%%

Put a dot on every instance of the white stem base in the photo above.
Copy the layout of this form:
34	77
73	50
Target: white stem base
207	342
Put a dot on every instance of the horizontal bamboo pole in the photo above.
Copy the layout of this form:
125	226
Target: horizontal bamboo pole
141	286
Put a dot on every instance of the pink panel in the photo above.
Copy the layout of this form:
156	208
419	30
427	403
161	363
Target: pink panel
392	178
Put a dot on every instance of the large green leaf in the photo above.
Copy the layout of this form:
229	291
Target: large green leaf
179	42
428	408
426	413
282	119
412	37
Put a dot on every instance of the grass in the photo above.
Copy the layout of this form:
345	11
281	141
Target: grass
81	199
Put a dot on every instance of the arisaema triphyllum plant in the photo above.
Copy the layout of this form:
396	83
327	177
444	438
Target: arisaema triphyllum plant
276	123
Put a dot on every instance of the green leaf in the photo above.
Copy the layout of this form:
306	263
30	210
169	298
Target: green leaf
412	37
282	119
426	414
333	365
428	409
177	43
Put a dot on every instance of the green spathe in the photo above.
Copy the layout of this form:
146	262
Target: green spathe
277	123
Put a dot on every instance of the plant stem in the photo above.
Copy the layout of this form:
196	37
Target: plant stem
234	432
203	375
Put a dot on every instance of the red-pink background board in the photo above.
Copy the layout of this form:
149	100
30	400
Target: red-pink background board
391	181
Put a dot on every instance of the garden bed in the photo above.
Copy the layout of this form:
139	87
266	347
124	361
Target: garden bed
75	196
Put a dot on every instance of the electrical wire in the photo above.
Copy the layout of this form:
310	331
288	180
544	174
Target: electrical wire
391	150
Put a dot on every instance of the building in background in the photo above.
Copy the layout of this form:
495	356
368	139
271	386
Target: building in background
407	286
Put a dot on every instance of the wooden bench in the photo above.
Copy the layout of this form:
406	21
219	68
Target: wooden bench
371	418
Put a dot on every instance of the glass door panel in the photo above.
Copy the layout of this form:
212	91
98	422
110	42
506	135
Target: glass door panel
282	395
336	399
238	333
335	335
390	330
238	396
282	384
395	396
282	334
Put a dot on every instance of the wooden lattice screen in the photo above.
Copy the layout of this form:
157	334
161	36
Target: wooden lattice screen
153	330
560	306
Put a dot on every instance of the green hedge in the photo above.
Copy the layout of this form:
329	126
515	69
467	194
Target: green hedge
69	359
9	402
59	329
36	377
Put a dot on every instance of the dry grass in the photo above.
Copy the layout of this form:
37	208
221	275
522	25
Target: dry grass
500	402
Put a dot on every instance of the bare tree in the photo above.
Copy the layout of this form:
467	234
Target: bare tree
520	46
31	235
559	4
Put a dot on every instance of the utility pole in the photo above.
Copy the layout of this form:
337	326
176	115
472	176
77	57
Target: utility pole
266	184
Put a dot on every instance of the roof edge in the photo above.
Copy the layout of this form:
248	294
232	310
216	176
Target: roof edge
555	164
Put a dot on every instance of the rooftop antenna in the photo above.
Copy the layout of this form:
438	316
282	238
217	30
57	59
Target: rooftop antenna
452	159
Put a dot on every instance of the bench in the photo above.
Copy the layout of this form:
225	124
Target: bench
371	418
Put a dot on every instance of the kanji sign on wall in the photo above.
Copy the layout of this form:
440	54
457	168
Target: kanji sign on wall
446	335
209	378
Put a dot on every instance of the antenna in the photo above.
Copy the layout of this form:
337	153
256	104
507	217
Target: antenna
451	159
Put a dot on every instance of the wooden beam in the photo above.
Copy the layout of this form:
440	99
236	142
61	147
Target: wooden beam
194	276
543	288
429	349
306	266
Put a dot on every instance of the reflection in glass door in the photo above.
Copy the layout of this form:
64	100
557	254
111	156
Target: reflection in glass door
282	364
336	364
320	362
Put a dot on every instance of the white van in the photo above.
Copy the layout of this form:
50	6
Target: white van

%%

What is needed:
Line by line, reproduce the data above exactly.

Solution to this exercise:
Put a dot on every instance of the white stem base in the photo above.
Copy the layout of this form:
34	77
73	50
Target: white stem base
207	342
Put a dot on every instance of the horizontal bamboo pole in the photo above.
Copy the layout of this form:
125	226
Target: horizontal bamboo pole
141	286
Put a dot on every instance of the pink panel in the photo above.
Copy the layout of this form:
156	208
419	30
427	403
161	363
Target: pink panel
392	178
Put a dot on every instance of the large green leaf in the photo above.
Copy the layout of this form:
229	291
Target: large green leaf
179	42
428	408
426	413
282	119
412	37
Put a dot on every instance of the grass in the photo above.
Copy the layout of this form:
345	11
281	141
Target: grass
81	199
Put a dot on every instance of the arisaema triphyllum plant in the photo above.
Copy the layout of this form:
396	83
327	177
444	438
Target: arisaema triphyllum plant
276	123
Put a dot on every instance of the green leaf in the photo above.
Copy the layout of this form:
306	263
30	210
169	298
Target: green leaf
412	37
282	119
426	414
333	365
428	409
177	43
Put a dot on every instance of the green spathe in the photo above.
Copy the layout of this form:
146	262
Target: green spathe
277	123
Put a dot on every instance of the plant stem in the photo above.
Copy the layout of this form:
196	37
Target: plant stem
234	432
203	375
Put a dot on every instance of the red-pink background board in the photo above.
Copy the layout of this form:
149	100
30	400
Target: red-pink background board
391	181
Put a dot on every instance of the garden bed in the photo above.
Copy the layout of this form:
139	87
266	347
124	361
Target: garden bed
75	196
Put a dot on every instance of the electrical wire in the photo above.
Copy the layout of this form:
310	331
288	180
544	174
Target: electrical wire
391	150
Put a dot on every instance of the building in background in the photo above.
Copy the layout of this form:
495	356
368	139
271	386
Target: building in background
407	286
Put a dot on every instance of the wooden bench in the photo above.
Copy the layout of this form:
406	21
219	68
Target: wooden bench
371	418
Put a dot on every instance of the glass door panel in the photo above.
Copy the layout of this form:
212	91
98	422
110	42
506	135
Target: glass door panel
282	395
336	399
238	333
335	335
390	330
238	396
282	384
395	396
282	334
Put a dot on every instance of the wooden lattice screen in the photo above.
Copy the layout of this form:
157	334
161	36
Target: wooden lattice screen
153	330
560	306
Put a dot on every instance of the green hedge in the photo above.
Copy the layout of this form:
329	126
515	69
467	194
Target: green hedge
69	359
9	402
59	329
36	377
Put a dot on every instance of the dry grass in the photo above.
Copy the layout of this form:
37	208
221	275
522	25
Target: dry grass
500	402
Put a dot on every instance of the bare tree in the photo above.
Copy the layout of this form:
467	234
Target: bare tree
520	46
31	235
559	4
Put a dot on every instance of the utility pole in the photo above.
Copy the layout of this form:
337	326
176	115
472	176
77	57
Target: utility pole
266	184
Put a dot on every instance of the roof edge in the photo above.
Copy the layout of this form:
248	294
232	310
216	176
Target: roof edge
555	164
Put a dot on every instance of the rooftop antenna in the photo above.
Copy the layout of this form:
438	316
282	238
217	30
57	59
Target: rooftop antenna
452	159
Put a dot on every instance of the bench in the photo above.
Copy the layout of this form:
225	124
Target: bench
371	418
Put a dot on every instance of the kanji sign on wall in the photo above.
Copy the layout of this form:
440	54
457	168
Target: kanji sign on wall
446	335
209	378
Put a dot on every instance of the antenna in the photo above.
Copy the layout of this form:
337	153
256	104
507	217
Target: antenna
451	159
Put a dot on every instance of the wooden beam in the photo above.
Copy the layout of this form:
440	99
236	142
61	147
Target: wooden beam
194	276
543	288
429	349
306	266
Put a dot on every instance of the reflection in glass door in the photo above.
Copy the layout of this form:
64	100
557	254
111	156
Target: reflection in glass door
282	364
336	364
320	362
Put a dot on every instance of the white van in the photo above.
Copy the layout of this form:
50	6
Target: white van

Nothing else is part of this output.